▶ _Document passage_

_____

Okay, imagine this situation: you’re a 22-year-old kid from Ohio, recently called up from the minor leagues by the Texas Rangers to pitch out of the bullpen.  You join the big club, sit out there for a couple days, wait patiently for the call…and when it comes, it’s just about the most pressure imaginable: bases loaded, two outs, down 6-3, and you’re in charge of stopping the bleeding.

That’s what it’s like to be Derek Holland.  The Rangers’ rookie made his debut in just that situation on Wednesday and performed admirably.  After entering in the bottom of the sixth and allowing an infield single to Adam Lind that made the score 7-3, Toronto, Holland settled down, retiring Scott Rolen on a popup to end the threat with minimal damage.  He went on to pitch two more scoreless innings, allowing two more hits (including another single to Lind) and giving Texas the chance to claw back and tie things up with a run in the eighth and three in the ninth.

Holland is expected to start for the pitching-poor Rangers at some point in the not-too-distant future.

_____

▶ _Requirement 1_
Name every baseball player mentioned in the passage on Derek Holland's debut.
▶ _Requirement 2_
In the passage on Derek Holland's debut, swap "Ohio" for "Iowa" and write out the part starting with "Okay, imagine this" and going on through "stopping the bleeding.".

▶ _Input data_
_____

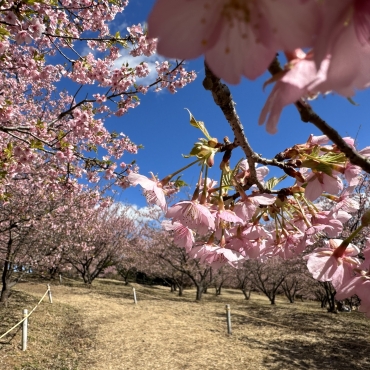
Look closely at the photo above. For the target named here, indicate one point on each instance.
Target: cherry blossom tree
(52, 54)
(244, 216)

_____

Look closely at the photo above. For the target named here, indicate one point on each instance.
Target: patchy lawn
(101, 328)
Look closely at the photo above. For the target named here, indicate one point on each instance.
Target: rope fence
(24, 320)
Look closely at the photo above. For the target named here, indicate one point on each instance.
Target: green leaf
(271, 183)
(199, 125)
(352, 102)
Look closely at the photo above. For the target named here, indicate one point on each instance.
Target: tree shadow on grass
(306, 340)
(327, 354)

_____

▶ _Task answer 1_
Derek Holland, Adam Lind, Scott Rolen

▶ _Task answer 2_
Okay, imagine this situation: you’re a 22-year-old kid from Iowa, recently called up from the minor leagues by the Texas Rangers to pitch out of the bullpen.  You join the big club, sit out there for a couple days, wait patiently for the call…and when it comes, it’s just about the most pressure imaginable: bases loaded, two outs, down 6-3, and you’re in charge of stopping the bleeding.